— What is expected —
Copy every record exactly, leaving the pictures out.

------ Excerpted data

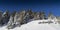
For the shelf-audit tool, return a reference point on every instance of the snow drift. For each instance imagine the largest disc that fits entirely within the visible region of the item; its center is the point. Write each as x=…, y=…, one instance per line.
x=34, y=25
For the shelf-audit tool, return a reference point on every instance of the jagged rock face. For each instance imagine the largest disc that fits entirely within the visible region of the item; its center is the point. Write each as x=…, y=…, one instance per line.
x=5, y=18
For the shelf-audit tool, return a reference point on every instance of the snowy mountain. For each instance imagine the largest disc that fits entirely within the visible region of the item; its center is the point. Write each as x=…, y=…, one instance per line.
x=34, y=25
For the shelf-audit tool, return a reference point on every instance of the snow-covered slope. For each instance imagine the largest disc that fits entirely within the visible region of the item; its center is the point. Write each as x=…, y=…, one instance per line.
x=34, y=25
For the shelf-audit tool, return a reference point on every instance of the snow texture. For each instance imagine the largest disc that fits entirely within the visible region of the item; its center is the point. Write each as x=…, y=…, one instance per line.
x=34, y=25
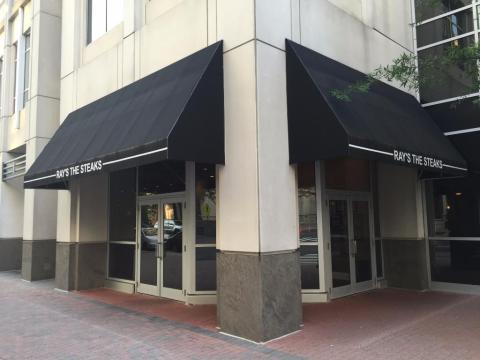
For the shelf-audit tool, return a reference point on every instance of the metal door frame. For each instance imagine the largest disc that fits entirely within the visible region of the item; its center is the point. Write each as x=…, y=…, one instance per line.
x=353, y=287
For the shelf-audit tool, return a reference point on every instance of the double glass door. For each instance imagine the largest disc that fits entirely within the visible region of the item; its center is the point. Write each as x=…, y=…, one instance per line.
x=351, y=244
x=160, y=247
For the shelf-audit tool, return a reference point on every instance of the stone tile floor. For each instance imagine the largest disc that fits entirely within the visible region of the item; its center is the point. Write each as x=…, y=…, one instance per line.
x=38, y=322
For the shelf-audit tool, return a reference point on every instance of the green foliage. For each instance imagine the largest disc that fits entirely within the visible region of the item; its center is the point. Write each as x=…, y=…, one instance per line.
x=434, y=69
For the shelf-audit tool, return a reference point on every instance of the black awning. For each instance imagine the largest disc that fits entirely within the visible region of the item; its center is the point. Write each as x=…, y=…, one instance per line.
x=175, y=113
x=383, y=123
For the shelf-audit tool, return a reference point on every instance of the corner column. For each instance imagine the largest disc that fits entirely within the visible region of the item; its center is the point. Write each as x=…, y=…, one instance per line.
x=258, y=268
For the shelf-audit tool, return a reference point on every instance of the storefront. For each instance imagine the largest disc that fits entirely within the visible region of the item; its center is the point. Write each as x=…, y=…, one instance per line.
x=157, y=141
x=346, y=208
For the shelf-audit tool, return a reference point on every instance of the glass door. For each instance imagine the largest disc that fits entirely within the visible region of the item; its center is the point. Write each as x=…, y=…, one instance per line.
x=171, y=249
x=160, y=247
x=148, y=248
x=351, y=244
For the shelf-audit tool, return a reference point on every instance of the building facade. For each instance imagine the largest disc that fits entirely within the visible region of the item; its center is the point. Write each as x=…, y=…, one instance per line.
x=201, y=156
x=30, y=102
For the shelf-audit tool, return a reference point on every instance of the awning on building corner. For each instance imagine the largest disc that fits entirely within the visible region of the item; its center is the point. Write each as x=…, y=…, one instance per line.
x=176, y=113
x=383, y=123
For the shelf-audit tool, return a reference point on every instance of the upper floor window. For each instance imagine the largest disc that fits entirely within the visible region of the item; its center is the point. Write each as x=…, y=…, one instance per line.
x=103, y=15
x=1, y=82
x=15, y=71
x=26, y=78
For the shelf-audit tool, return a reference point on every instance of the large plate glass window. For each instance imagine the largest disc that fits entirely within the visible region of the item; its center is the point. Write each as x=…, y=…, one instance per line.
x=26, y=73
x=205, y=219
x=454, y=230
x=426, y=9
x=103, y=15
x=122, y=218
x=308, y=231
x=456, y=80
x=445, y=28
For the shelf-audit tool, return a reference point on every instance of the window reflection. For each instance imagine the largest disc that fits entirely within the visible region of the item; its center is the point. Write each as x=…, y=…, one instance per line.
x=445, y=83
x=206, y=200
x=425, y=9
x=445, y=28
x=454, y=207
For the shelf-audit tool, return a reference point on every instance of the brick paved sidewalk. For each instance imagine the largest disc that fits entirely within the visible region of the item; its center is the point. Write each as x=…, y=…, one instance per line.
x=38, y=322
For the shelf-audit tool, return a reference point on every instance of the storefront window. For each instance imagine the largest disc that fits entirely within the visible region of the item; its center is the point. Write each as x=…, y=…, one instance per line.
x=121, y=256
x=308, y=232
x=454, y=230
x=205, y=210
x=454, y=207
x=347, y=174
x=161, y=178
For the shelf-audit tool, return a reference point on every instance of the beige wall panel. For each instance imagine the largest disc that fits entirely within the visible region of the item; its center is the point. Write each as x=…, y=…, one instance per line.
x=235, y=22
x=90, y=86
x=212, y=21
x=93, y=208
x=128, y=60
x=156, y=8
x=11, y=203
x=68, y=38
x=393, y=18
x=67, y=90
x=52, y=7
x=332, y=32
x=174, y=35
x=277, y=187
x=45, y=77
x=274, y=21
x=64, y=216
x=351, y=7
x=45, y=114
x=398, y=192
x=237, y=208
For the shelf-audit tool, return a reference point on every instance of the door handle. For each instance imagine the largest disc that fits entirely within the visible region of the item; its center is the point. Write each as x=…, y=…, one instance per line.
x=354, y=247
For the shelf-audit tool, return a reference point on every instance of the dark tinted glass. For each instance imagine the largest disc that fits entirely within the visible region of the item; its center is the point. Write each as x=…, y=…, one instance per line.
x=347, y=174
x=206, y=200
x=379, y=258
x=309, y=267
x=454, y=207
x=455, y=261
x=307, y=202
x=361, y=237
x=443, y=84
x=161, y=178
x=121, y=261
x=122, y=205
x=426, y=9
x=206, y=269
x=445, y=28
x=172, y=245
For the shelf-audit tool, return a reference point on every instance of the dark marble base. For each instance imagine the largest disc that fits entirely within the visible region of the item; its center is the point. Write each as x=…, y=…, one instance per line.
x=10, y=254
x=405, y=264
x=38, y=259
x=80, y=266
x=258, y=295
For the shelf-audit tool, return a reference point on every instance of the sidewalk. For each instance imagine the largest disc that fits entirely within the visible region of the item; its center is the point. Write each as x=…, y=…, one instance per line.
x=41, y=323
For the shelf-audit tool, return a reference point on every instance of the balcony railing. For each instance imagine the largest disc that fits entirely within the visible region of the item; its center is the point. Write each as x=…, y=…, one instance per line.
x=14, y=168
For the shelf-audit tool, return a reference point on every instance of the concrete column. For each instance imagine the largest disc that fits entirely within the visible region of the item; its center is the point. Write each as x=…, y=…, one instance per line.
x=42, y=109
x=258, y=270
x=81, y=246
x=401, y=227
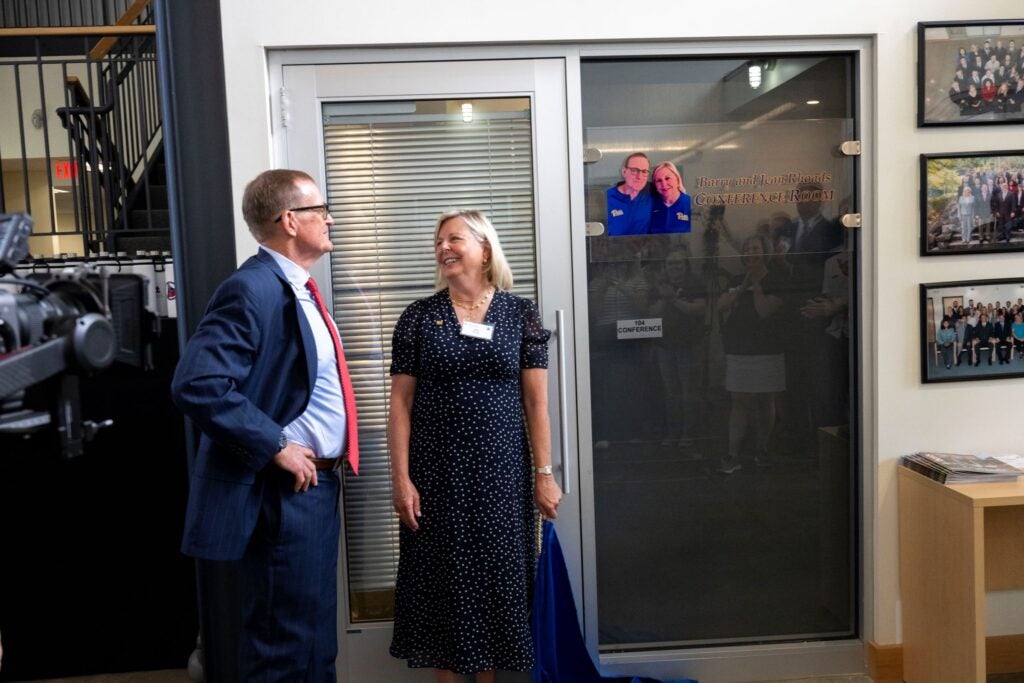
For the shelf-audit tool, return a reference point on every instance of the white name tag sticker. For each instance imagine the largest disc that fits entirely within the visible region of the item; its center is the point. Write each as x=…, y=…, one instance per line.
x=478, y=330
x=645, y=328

------------

— Solution —
For the shelf-audit tool, return a reference point on every instance of the snow drift. For each instance imagine the largest disc that fits entirely within the visible region of the item; its center is the point. Write each as x=…, y=…, one instance per line.
x=34, y=25
For the shelf-audit tool, return a reference point on every instance of the jagged rock face. For each instance imagine the largest disc that fits entirely within the visible region of the item; its center is the point. Write each as x=…, y=…, one instance per line.
x=5, y=18
For the shelf-audit tool, return a reference point on every instance of the snowy mountain. For each instance imagine the largest disc that fits entirely within the visible region of the item; its center is the point. Write each as x=…, y=…, one instance per line.
x=34, y=25
For the shelf-audit tool, return a reference point on every instance of the snow-covered slope. For each instance imagine the largest disc that fits entirely within the visible region of the item; its center is the point. Write each as x=…, y=…, one instance per line.
x=34, y=25
For the shelf-audit tool, return a reference point on every instance of the snow texture. For each instance imagine the largest disc that fits entirely within the visible region of the item; its center is the point. Write each as x=…, y=…, one instance per line.
x=34, y=25
For the shelf-audit tool, return a reference point on every instance of the metal door frame. For each instance imagine the largest disc that fits entirely within the visible region of the item; its center is the point. Write each as x=…, y=…, one instance per line.
x=353, y=287
For the shelf-audit tool, return a reference point on every instance of the double glass door. For each instance imagine the largest disc that fits entirely within the visible region of the item; its center is the point. Write each as x=…, y=…, one instance per line.
x=351, y=244
x=160, y=247
For the shelf-audit tool, return a reference point on every instance of the stone tile floor. For each instance imagine the largest disc that fits entirely within the visible region of the item; its center is the point. Write each as x=…, y=…, one instance per line.
x=38, y=322
For the shelf-audit tool, return a reference point on every instance of the green foliage. For each instance imagine the largest disc that fits entirely within the visible region of the item; its center is the point. Write each as x=…, y=…, one instance per line.
x=434, y=69
For the shelf-audit tool, return a reference point on every instance of the black awning. For each instance imagine the largest disc that fits entirely within the visible region of the item; its center is the point. Write each as x=…, y=…, one instance per line.
x=175, y=113
x=383, y=123
For the shelf-audit tool, return a reference point on every instance of the corner column. For each instance imagine the largest disc that fits entirely within the visible region of the item; its center is the point. Write each as x=…, y=…, one instance per line.
x=258, y=268
For the shelf-audit tool, return a reference point on every instance of the storefront. For each instance imagine the largest disc that fits entirely within the visible region of the item; its center is the point. Write each as x=…, y=…, one instance per line.
x=157, y=141
x=346, y=208
For the shelf-audit tool, return a reference point on every instance of the glass door. For each instance imagine the largest disc that fits entirely within the visible region of the item; its center is the point. Write each as x=…, y=…, one instance per line.
x=171, y=249
x=160, y=247
x=148, y=248
x=351, y=244
For the shelf-audit tool, return a reference point on every instance of the building facade. For each instance imagine the largest disc that fits entirely within the visible region of the item; its center is the point. Write each as x=…, y=…, one instance per line.
x=201, y=156
x=30, y=102
For the shelf-audit tool, return a reference point on every instance of the awning on building corner. For each instance imagine the largest disc that fits entirely within the visible region of the item; its center is the point. Write each as x=…, y=…, one instance per line.
x=176, y=113
x=383, y=123
For the shelf-audit tool, return a reference point on every instance of the upper floor window. For each instance imagine the largest disc that fits entirely within the visible region of the item; its center is the point. Write each as x=…, y=…, one instance per line.
x=103, y=15
x=1, y=82
x=15, y=71
x=26, y=78
For the shelf-audit tool, return a reference point on every instance of the large plate glass window. For each instance imagine the largest disc that fits entirely within the visible region of the item; its center is the point. Write each as x=…, y=…, one instance per line.
x=26, y=73
x=205, y=219
x=454, y=230
x=426, y=9
x=103, y=15
x=122, y=218
x=308, y=231
x=456, y=80
x=445, y=28
For the shelf-audit tool, return a reference point on every instance of the window reflection. For each instance imagine the largest disc that fits entirely within the visible region of the item; its center is the point. Write each as x=…, y=…, one instance per line.
x=445, y=83
x=206, y=200
x=425, y=9
x=445, y=28
x=454, y=207
For the shelf-audit tool, return a reference point on every instance of the brick paved sidewalk. For each instance imagine the largest disc that fits entirely within the visible region of the item; its center is the point. Write each as x=…, y=…, one instance per line.
x=38, y=322
For the shelf-audit tool, return a reference point on every instance of the storefront window. For each instance imagine the largest disc that fits entirely within the visible region of the item; its center is the point. Write each as x=…, y=…, one instance per line.
x=121, y=256
x=308, y=232
x=454, y=230
x=205, y=210
x=454, y=207
x=347, y=174
x=161, y=178
For the shelf-audit tool, return a reference point on every instance of the beige wall panel. For each instance imagine the largest disc that fits entirely within the visible region of the item; its center is the point. Write each as x=…, y=…, one instance per line.
x=235, y=22
x=90, y=86
x=212, y=21
x=93, y=208
x=128, y=60
x=156, y=8
x=11, y=203
x=68, y=38
x=393, y=18
x=67, y=90
x=52, y=7
x=332, y=32
x=174, y=35
x=277, y=187
x=45, y=77
x=274, y=21
x=64, y=216
x=351, y=7
x=45, y=114
x=398, y=192
x=237, y=208
For the shelf-audit tool, return a reference point on every instance of the door handle. For each instance imagine the largest disc that fits entirely within the visible region of the item; its center is the point. Write each as x=…, y=…, one instance per line.
x=354, y=247
For the shelf-audit tool, return a reference point on every instance of the dark tinted glass. For each instance imagine the largest disc that fits entirely within the visible region of the item; its center is the point. Write each as x=…, y=…, one instance per line.
x=347, y=174
x=206, y=200
x=379, y=258
x=309, y=267
x=454, y=207
x=455, y=261
x=307, y=202
x=361, y=237
x=443, y=84
x=161, y=178
x=121, y=261
x=122, y=205
x=426, y=9
x=206, y=269
x=445, y=28
x=172, y=245
For the shelf-audit tool, return a reference point on every instance of the dark marble base. For each instance imagine the largest disc that fits entirely within the visible region of the item; its center is the point. Write each as x=…, y=…, one instance per line.
x=10, y=254
x=405, y=264
x=38, y=259
x=80, y=266
x=258, y=295
For the shelf-audit tool, return a reference point on every instance of the sidewalk. For each instance imagine the largest disc that fits entirely within the visible region of the item; its center is the point. Write each as x=…, y=…, one instance per line.
x=41, y=323
For the shelf-audit tool, return a reference point on every instance of the balcony railing. For each instance imagine the largest disc that fits entirely within the visible region of the item; its center is the point. Write each as x=…, y=…, one instance per line.
x=14, y=168
For the shelf-audit tool, return a reference point on every instance of the concrete column. For each instance imagine the largest disc that fits entirely within the visible region of the item; its center is the point. Write each as x=…, y=…, one instance per line.
x=42, y=109
x=258, y=270
x=81, y=246
x=401, y=227
For the shelf-audit tool, return a reference point on every instance of the white name tag sticker. For each instance imagine the largest disc that fits entirely within the visible region of the item; its center is the point. Write each as x=…, y=…, one instance per line.
x=478, y=330
x=645, y=328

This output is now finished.